SHORT TASK 1 —
In the article about the 1936 film Three Men on a Horse, who wrote the screenplay?

- Directed by: Mervyn LeRoy (uncredited)
- Screenplay by: Laird Doyle
- Based on: Three Men on a Horse 1935 play by George Abbott John Cecil Holm
- Produced by: Mervyn LeRoy
- Starring: Frank McHugh Sam Levene Joan Blondell
- Cinematography: Sol Polito
- Edited by: Ralph Dawson
- Music by: Howard Jackson
- Production company: Warner Bros. Pictures
- Distributed by: Warner Bros. Pictures
- Release date: November 21, 1936;
- Running time: 86 minutes
- Country: United States
- Language: English

= Three Men on a Horse (film) =

1936 film by Mervyn LeRoy

Three Men on a Horse is a 1936 American comedy film directed and produced by Mervyn LeRoy, adapted from the Broadway play of the same name written by George Abbott and John Cecil Holm. A mild-mannered greeting card poet has the uncanny ability to pick winners in horse races.

==Plot==
Meek, soft-spoken Erwin Trowbridge finally has enough of his sneering brother-in-law, Clarence Dobbins; unappreciative boss, greeting card publisher J.G. Carver; and unsupportive wife Audrey. Erwin goes on a drinking binge and ends up in a hotel bar.

GIVEN DATA —

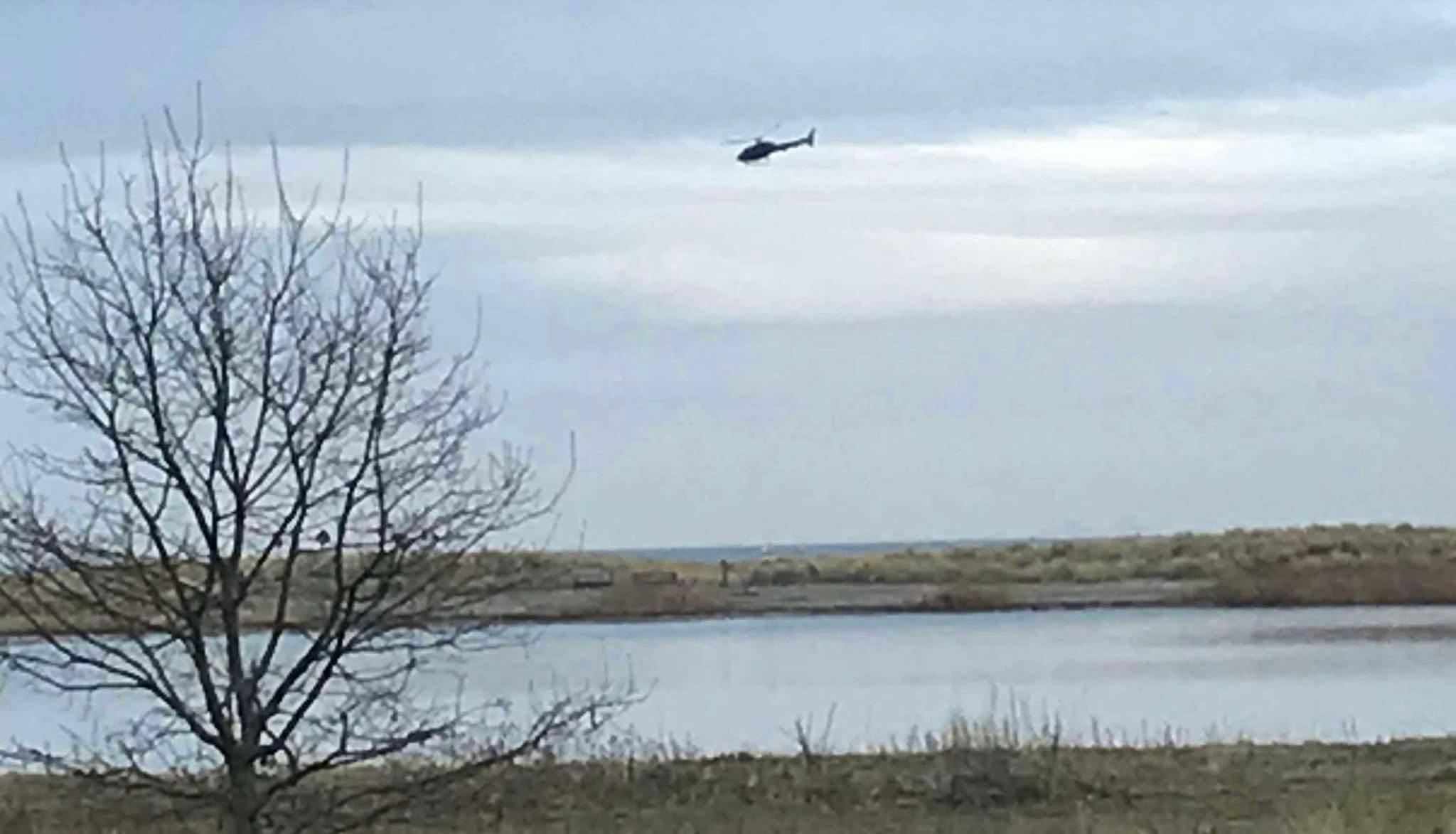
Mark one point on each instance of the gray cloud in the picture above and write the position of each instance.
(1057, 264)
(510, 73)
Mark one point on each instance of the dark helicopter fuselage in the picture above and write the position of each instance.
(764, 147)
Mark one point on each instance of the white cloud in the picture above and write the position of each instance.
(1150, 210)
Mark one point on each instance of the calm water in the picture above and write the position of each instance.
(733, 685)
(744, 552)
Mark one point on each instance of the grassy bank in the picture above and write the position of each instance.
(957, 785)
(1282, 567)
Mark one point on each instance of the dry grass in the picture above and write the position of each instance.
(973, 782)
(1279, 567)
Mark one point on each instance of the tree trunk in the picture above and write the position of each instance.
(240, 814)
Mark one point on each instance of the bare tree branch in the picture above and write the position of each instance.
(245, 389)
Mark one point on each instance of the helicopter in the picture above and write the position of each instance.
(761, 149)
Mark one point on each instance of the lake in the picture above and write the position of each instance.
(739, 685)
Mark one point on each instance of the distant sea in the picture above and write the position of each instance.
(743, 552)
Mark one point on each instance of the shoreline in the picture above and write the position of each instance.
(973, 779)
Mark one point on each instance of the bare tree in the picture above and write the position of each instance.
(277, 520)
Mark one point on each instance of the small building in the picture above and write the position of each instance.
---
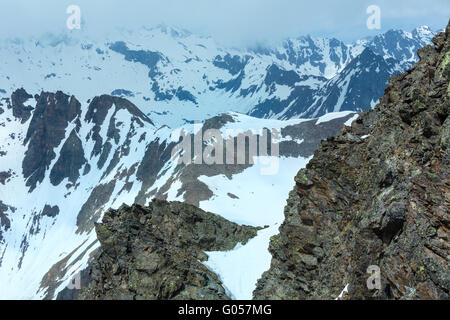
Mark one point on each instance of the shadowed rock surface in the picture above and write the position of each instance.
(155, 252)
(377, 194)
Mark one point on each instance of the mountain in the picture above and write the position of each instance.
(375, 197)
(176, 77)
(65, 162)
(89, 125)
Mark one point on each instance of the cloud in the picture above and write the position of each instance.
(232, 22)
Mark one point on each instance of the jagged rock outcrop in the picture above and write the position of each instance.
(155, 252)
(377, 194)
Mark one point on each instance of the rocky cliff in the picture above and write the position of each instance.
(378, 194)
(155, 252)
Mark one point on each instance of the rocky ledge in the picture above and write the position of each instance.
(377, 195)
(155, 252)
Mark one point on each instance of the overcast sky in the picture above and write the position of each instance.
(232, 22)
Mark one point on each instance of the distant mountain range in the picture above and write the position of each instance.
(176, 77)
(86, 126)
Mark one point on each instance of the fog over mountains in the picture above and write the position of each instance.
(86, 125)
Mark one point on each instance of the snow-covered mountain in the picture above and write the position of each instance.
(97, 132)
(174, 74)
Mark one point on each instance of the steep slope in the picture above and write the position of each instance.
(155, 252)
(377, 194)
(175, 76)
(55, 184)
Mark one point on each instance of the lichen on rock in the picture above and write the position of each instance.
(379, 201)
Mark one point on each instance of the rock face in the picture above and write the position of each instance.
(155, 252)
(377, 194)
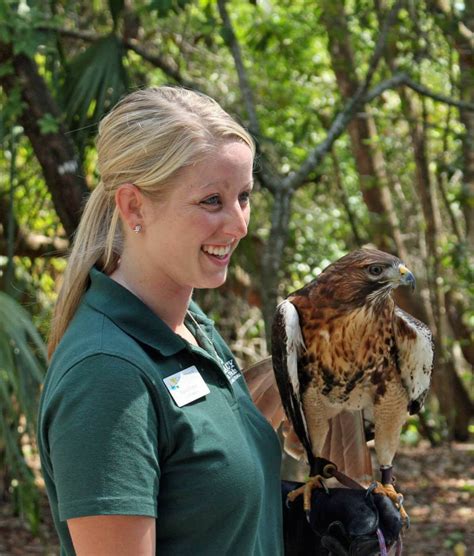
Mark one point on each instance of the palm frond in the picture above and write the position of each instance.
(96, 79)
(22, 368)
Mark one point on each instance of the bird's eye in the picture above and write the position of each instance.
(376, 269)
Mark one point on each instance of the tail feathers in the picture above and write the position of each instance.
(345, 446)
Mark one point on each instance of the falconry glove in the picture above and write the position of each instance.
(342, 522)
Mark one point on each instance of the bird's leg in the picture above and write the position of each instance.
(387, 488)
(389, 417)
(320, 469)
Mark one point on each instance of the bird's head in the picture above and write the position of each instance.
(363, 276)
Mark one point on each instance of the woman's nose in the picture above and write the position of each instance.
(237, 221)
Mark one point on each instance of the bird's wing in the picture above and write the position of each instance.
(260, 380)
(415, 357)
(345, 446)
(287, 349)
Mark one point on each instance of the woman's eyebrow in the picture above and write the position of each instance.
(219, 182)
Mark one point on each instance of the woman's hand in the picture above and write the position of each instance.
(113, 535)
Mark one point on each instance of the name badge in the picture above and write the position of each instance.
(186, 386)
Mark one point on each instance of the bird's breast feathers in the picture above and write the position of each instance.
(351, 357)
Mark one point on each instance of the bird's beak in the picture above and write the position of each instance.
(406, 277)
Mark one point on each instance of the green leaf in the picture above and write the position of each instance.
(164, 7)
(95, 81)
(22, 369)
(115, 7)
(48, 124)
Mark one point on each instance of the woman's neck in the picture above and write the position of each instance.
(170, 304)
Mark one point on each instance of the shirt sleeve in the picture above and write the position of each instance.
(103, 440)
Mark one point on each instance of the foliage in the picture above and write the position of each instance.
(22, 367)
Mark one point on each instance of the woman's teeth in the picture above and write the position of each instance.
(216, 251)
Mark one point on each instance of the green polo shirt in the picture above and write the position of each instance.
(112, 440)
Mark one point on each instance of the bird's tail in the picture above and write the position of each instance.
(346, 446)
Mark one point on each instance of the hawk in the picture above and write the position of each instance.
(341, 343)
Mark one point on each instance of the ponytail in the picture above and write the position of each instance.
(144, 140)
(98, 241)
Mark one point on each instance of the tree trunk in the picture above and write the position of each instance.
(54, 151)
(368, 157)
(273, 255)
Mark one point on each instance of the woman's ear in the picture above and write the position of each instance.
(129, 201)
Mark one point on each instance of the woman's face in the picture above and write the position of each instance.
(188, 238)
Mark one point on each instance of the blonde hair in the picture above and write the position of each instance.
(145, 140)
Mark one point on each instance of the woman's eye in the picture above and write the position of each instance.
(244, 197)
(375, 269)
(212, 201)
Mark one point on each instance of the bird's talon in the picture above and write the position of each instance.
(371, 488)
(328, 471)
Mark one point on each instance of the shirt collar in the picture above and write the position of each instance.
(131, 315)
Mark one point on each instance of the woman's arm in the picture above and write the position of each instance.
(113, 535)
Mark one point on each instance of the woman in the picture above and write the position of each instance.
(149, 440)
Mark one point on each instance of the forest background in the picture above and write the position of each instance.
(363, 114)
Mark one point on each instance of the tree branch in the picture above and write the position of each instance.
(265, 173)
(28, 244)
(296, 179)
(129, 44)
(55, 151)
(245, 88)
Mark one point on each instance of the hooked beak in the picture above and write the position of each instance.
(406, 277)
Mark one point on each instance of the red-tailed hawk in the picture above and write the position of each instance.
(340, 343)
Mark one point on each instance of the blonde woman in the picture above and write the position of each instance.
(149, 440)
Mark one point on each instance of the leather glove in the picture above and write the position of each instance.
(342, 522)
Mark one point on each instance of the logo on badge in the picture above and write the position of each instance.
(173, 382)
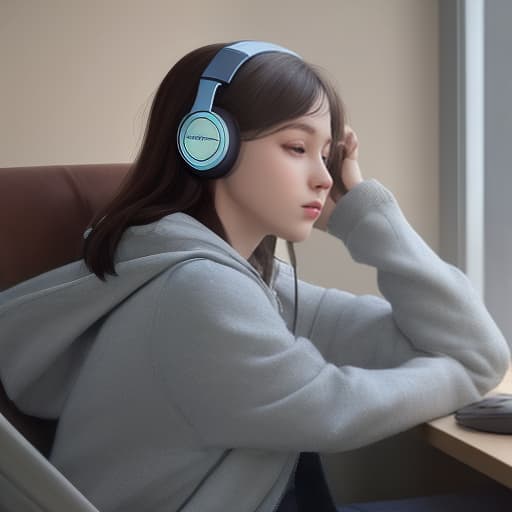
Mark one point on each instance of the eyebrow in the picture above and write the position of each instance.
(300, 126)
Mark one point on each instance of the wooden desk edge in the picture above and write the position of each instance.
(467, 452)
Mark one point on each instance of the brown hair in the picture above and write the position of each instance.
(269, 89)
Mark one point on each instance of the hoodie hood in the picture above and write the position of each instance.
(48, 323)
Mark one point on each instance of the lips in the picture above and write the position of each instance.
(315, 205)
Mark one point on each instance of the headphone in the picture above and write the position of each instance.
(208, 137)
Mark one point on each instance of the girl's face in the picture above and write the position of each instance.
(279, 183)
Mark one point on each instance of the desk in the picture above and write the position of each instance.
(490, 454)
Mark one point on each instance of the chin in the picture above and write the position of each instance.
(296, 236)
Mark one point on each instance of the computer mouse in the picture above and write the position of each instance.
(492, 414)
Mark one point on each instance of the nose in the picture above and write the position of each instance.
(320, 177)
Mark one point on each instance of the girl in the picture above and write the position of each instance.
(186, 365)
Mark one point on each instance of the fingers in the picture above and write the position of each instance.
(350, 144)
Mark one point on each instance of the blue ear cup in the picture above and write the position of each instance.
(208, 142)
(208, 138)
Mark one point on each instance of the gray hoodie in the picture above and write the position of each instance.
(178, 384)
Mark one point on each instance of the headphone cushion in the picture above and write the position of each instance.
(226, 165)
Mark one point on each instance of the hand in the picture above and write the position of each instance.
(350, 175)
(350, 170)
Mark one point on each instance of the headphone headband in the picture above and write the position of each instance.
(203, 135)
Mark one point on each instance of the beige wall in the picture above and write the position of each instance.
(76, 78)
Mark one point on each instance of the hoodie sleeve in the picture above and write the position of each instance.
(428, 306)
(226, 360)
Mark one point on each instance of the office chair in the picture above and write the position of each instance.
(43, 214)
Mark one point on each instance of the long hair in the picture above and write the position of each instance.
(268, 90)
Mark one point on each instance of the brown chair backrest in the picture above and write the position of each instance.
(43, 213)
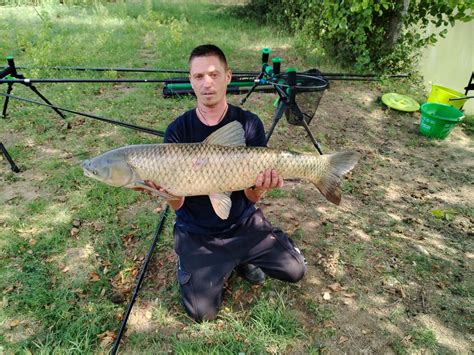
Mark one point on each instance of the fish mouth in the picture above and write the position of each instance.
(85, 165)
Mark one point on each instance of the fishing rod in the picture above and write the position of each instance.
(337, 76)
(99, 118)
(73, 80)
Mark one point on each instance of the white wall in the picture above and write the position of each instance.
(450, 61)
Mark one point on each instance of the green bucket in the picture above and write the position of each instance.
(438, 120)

SHORT TASK 2 —
List every line of the rows above that contains the word "rocky", matching case exactly.

EXPECTED ANSWER 1 —
Laird Doyle

EXPECTED ANSWER 2 —
Mark one point on each instance of the rocky cliff in the picture above and write the position of each instance.
Mark one point on each instance of the rocky ledge in the picture above and write the position of each instance.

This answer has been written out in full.